> [FRAGMENTO PARA LEER]
+++++
Dios se goza en la diversidad, en la complejidad de la fe, en las mil formas de adorarle y comunicarnos con él. El síndrome del denominacionalismo se desmorona ante la fuerza del amor y del orden con que él quiere que le sirvamos como discípulos. Tenemos una identidad, una sola identidad: Hijos de Dios. Ya no somos esclavos, ni amos, ni judíos, ni gentiles, ni ingenieros, doctores, ni agoreros o diletantes, ni aficionados o profesionales. Nuestro pasado cambió cuando el Señor nos recibió en sus brazos, ya no hay que mirar atrás con la vergüenza de la culpa echada sobre tus hombros. Cuando mires atrás sólo mira la cruz de Cristo, él murió para cambiar tu pasado y darte un nuevo futuro, un don sin igual que él lo ofrece por gracia. Es el don inefable de la salvación.
Siempre habrá diversidad y eso es maravilloso. Estar unánimes en el Espíritu no significa necesariamente que tenemos que pensar exactamente igual. Incluso dentro de una misma congregación. Lo importante es el orden y la prioridad que le demos a Cristo, nuestra cosmovisión centrada en el Dios y en su hijo salvador. El desorden puede llevar al desenfreno y este al libertinaje. Los discípulos fueron llenos del Espíritu Santo y recibieron el mismo poder, pero ninguno se parecía al otro. Jeremías fue el profeta “llorón”, Isaías el más profético, Zacarías el más mesiánico, los tres eran profetas de Dios y los tres eras diversos en carácter y maneras de manifestar el poder que les fue dado por Dios para hablar a su pueblo.
+++++
> [TAREA A] Indica cuántas líneas del listado de abajo contienen la palabra "tinted". Responde únicamente con el número.

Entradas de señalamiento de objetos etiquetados
+++++
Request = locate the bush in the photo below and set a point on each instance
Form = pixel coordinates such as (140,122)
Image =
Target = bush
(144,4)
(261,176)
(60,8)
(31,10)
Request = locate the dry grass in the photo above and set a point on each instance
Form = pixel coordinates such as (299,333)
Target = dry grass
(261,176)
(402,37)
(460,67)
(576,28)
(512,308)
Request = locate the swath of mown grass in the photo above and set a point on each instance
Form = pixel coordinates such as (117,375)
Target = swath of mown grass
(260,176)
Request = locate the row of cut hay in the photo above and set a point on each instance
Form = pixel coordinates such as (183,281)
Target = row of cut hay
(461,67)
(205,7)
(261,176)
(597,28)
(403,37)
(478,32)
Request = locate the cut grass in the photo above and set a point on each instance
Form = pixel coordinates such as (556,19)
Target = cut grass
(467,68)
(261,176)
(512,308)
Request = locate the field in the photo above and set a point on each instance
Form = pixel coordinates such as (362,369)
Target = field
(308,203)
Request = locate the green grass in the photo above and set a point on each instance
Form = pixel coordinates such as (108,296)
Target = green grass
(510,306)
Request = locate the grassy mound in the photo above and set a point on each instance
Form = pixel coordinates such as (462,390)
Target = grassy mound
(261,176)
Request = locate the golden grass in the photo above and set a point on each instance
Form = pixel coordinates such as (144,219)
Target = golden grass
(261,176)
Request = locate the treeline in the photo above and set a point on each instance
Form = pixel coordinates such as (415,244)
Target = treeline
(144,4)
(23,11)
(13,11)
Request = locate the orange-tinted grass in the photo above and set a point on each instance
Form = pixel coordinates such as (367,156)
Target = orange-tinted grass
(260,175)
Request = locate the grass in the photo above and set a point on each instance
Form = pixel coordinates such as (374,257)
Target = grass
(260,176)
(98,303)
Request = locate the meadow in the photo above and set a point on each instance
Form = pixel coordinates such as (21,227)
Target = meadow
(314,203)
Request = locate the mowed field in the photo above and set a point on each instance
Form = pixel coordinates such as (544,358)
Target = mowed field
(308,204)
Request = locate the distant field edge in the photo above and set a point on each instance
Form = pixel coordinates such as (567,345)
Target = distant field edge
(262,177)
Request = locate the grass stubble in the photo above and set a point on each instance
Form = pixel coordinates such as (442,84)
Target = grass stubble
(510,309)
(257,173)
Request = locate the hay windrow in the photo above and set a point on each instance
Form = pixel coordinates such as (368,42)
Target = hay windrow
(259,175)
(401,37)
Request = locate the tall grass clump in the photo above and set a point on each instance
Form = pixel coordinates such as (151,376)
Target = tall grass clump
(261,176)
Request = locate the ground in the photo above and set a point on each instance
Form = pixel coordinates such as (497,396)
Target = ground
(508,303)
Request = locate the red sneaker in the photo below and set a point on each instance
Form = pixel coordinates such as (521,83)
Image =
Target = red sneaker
+++++
> [TAREA B] En el fragmento para leer, ¿qué profeta se presenta como el más mesiánico?

> [RESULTADO FINAL A] 2

> [RESULTADO FINAL B] Zacarías.